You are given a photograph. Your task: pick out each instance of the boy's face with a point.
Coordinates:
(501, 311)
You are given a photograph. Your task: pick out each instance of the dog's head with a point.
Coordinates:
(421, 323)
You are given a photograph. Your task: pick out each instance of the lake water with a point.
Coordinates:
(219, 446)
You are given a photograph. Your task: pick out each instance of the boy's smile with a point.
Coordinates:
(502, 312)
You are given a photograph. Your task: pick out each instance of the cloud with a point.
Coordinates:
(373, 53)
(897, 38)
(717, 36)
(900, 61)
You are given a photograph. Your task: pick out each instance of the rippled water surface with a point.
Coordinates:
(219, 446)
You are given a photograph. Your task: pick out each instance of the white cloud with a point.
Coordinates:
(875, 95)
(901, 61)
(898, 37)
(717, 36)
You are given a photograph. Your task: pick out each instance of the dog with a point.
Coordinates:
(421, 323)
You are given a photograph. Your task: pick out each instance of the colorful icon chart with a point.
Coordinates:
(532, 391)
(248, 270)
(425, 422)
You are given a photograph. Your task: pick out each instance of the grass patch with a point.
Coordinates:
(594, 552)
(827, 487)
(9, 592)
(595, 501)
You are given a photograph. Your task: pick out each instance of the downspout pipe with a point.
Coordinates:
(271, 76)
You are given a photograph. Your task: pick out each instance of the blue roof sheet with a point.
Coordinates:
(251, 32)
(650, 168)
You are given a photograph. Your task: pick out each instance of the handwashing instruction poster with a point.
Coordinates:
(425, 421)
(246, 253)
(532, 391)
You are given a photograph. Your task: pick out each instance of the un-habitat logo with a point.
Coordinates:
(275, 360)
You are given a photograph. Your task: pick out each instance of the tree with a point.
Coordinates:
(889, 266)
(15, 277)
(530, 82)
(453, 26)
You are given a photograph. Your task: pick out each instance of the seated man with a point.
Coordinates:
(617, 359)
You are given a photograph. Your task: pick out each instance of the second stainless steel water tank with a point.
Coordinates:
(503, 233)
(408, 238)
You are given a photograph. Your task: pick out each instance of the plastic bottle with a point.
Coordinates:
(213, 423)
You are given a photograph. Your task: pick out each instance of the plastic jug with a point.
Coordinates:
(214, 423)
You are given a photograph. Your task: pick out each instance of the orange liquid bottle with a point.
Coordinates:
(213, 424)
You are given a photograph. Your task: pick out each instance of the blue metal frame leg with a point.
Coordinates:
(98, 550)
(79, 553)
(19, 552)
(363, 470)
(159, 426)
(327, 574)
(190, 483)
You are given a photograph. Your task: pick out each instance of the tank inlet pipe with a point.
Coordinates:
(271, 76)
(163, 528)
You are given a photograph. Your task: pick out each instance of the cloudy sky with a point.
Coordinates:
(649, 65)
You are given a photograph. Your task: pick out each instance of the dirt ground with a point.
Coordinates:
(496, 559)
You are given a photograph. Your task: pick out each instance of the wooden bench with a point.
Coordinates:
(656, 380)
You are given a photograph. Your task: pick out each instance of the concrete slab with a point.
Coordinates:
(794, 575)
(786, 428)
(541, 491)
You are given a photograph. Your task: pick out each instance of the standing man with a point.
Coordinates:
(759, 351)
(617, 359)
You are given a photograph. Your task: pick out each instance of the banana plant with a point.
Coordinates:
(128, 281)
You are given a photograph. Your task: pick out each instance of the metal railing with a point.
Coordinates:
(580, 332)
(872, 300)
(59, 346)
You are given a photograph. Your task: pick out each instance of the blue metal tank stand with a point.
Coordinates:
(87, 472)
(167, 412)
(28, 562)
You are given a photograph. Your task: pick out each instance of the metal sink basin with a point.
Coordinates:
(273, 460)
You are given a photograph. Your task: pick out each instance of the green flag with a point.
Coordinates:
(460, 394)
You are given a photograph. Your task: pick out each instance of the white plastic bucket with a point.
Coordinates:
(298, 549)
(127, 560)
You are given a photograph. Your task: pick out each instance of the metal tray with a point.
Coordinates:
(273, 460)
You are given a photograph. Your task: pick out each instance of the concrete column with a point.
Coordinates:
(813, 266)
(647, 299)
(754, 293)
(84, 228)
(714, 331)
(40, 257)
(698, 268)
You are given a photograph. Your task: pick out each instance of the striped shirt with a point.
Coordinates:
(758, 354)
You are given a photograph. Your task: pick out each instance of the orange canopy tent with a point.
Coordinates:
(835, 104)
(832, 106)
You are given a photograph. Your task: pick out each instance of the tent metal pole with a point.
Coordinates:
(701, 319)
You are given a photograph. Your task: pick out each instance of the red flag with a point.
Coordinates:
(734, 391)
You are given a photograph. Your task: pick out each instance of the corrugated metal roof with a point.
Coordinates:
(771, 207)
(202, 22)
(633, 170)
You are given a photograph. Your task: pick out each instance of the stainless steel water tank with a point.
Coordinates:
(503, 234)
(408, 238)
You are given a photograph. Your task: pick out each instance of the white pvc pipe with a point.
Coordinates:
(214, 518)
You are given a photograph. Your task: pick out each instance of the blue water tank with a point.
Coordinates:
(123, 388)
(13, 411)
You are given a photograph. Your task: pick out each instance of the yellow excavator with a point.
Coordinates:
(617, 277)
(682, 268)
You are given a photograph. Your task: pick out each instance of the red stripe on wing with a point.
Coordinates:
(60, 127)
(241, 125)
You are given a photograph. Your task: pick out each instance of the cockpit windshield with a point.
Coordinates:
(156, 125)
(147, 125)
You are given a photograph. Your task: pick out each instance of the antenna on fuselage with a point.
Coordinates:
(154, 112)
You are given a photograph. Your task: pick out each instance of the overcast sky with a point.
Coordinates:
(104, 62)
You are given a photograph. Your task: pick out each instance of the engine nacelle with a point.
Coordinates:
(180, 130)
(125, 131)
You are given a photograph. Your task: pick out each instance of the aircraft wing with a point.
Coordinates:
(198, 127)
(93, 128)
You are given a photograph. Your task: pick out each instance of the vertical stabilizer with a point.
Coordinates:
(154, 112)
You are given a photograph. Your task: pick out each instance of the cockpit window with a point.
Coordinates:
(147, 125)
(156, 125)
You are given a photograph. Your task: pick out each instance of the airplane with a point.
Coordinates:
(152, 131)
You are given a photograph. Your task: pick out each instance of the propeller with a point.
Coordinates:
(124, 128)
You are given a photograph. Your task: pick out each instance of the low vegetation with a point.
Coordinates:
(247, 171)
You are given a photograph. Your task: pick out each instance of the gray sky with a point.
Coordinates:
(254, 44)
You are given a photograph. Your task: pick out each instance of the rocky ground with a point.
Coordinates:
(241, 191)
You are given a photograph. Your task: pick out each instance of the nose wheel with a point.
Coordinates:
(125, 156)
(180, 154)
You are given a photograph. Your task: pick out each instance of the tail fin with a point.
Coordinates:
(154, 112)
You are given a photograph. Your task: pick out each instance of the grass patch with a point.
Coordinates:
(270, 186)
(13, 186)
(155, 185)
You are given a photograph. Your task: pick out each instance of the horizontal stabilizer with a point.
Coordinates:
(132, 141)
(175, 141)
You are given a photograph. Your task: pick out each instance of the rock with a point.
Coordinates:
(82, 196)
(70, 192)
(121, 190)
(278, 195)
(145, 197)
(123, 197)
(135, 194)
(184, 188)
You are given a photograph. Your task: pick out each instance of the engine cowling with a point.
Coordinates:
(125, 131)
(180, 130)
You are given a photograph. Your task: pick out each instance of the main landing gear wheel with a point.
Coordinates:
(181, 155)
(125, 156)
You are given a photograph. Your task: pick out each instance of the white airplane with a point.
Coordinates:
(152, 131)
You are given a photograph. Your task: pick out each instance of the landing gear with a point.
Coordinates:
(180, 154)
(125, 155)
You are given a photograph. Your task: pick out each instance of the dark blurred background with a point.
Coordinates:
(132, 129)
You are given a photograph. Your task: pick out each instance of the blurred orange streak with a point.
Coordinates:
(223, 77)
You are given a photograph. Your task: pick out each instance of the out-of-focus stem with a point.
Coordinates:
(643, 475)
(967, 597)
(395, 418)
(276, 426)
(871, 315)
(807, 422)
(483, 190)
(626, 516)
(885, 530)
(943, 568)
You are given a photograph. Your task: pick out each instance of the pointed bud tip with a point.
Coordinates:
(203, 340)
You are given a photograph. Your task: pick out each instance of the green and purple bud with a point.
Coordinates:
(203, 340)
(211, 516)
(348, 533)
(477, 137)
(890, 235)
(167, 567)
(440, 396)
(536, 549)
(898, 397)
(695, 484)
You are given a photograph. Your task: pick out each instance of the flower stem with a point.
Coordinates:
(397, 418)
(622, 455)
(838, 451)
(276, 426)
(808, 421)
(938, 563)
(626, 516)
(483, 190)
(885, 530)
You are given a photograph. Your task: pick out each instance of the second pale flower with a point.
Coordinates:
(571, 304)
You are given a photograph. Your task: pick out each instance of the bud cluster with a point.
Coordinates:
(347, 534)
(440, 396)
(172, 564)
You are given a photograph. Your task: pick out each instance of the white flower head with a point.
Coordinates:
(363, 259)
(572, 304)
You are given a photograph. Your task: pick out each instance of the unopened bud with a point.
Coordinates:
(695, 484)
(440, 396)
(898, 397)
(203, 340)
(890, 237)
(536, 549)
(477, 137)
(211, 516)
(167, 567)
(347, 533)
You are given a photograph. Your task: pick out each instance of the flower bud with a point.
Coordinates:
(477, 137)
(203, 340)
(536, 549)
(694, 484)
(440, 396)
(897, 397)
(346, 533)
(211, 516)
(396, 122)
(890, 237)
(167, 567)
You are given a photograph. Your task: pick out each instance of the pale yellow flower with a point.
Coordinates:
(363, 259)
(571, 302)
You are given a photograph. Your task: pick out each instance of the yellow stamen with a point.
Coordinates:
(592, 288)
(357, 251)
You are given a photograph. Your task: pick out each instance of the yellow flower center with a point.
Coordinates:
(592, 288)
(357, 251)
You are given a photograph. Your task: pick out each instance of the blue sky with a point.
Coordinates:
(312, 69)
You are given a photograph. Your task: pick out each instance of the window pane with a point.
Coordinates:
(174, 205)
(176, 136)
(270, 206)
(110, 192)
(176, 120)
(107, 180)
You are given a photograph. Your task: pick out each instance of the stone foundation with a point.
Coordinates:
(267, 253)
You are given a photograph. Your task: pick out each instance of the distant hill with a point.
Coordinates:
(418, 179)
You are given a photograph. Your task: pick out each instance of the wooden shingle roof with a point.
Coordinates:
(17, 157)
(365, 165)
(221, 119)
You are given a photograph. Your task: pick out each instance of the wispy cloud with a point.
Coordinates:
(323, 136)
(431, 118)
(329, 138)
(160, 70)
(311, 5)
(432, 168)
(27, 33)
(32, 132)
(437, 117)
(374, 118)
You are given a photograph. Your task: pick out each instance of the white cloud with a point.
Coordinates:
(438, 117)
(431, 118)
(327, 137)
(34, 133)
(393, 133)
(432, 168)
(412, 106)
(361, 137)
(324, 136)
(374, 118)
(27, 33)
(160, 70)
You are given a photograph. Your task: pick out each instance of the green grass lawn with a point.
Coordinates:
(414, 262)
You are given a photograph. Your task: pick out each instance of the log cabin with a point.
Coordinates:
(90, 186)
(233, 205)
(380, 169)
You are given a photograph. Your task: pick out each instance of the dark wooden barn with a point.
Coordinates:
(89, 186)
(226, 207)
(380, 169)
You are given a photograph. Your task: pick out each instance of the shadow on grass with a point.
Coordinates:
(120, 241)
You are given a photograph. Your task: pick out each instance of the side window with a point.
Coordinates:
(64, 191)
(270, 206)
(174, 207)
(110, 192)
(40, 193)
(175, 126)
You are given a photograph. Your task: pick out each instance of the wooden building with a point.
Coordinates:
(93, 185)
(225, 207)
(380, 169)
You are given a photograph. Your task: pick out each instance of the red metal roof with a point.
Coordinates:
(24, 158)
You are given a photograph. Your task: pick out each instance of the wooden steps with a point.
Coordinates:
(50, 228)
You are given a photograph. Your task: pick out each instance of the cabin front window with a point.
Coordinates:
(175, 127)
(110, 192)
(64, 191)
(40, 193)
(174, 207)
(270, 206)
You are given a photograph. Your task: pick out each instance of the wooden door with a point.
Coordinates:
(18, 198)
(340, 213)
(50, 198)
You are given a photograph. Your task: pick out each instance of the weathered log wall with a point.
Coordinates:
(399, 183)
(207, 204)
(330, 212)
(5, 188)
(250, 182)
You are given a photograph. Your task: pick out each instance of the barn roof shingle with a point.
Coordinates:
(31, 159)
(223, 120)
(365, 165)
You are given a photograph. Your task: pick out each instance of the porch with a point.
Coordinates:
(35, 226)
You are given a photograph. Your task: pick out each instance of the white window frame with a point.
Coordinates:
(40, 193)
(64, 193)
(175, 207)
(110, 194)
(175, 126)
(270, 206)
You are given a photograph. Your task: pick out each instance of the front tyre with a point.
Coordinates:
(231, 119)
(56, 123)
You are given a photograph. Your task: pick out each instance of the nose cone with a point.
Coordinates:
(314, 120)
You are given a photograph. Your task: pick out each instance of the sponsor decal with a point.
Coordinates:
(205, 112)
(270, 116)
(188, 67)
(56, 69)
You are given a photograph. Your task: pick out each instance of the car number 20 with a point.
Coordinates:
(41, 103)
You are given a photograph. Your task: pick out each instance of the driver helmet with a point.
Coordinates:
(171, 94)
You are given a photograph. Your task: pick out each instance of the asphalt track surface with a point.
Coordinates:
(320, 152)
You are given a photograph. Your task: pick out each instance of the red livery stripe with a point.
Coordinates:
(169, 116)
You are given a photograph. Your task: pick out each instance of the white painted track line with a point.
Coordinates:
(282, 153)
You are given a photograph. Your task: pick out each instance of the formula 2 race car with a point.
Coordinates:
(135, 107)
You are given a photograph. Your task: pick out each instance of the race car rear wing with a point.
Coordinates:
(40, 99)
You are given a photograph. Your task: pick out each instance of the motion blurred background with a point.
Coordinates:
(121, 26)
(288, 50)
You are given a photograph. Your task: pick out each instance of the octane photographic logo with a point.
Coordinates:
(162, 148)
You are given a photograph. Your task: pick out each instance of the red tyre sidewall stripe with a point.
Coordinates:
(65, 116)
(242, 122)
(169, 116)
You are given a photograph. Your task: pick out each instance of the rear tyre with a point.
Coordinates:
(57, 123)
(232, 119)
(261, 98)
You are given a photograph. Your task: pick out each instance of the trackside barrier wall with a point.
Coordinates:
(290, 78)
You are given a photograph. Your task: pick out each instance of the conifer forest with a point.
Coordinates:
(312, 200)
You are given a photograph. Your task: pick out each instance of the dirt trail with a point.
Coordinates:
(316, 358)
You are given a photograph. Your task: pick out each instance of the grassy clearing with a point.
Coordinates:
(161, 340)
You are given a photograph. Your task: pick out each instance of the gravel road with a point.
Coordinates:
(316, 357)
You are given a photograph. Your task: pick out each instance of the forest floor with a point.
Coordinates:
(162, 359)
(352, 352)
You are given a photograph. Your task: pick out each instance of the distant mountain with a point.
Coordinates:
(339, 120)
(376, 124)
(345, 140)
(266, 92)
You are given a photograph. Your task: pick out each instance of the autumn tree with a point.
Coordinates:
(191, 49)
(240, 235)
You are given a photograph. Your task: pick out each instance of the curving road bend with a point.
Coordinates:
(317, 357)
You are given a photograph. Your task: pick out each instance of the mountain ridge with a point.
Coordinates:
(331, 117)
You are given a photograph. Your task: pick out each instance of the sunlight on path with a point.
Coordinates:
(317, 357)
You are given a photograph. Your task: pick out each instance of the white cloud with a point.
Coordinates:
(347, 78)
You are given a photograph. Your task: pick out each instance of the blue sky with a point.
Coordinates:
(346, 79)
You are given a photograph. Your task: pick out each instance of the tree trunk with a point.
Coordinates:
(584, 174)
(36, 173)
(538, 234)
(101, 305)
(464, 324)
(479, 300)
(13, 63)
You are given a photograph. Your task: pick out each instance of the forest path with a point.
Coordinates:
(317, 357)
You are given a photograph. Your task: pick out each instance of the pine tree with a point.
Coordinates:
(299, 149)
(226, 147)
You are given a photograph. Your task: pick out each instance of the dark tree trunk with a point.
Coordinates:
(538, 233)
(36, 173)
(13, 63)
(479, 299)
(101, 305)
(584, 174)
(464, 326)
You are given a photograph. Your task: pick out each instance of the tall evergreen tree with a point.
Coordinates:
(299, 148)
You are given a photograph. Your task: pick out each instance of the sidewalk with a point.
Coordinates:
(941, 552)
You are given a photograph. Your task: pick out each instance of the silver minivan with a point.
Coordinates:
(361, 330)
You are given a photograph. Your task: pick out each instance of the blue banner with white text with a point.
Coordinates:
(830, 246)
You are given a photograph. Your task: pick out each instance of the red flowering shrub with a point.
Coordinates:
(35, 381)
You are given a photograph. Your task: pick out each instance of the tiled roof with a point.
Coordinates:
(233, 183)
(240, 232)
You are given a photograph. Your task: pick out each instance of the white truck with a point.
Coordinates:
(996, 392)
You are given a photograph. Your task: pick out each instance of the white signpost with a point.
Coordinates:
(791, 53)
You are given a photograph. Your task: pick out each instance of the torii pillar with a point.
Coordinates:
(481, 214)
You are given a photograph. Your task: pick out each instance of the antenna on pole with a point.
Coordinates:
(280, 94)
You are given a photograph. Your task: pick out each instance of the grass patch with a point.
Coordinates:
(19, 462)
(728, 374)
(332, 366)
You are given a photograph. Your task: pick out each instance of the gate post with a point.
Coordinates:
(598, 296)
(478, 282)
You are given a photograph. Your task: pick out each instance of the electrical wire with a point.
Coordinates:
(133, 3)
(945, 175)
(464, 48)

**TASK INSTRUCTIONS**.
Repeat only the stretch of lines that opens with the line containing "truck with a point." and closes with the final line of the entries, both included, exactly as written.

**TASK OUTPUT**.
You are given a photograph. Your task: pick out each instance of the white truck with a point.
Coordinates:
(996, 392)
You are given a photograph. Your task: pick out each instance of the white signpost with a point.
Coordinates:
(791, 53)
You are given a photograph. Your task: pick out each instance of the torii pillar with a point.
Coordinates:
(481, 214)
You are given a photograph. Your task: pick out each instance of the antenna on pole with a point.
Coordinates:
(280, 94)
You are given a photograph. Your task: pick out each instance of the grass patch with a point.
Coordinates:
(19, 462)
(728, 374)
(332, 366)
You are given a photograph. Your task: pick out each instance of the gate post with a point.
Coordinates:
(598, 296)
(478, 282)
You are given a photograph. Your task: pick out each instance of the electrical wire with a point.
Coordinates:
(133, 3)
(945, 175)
(464, 48)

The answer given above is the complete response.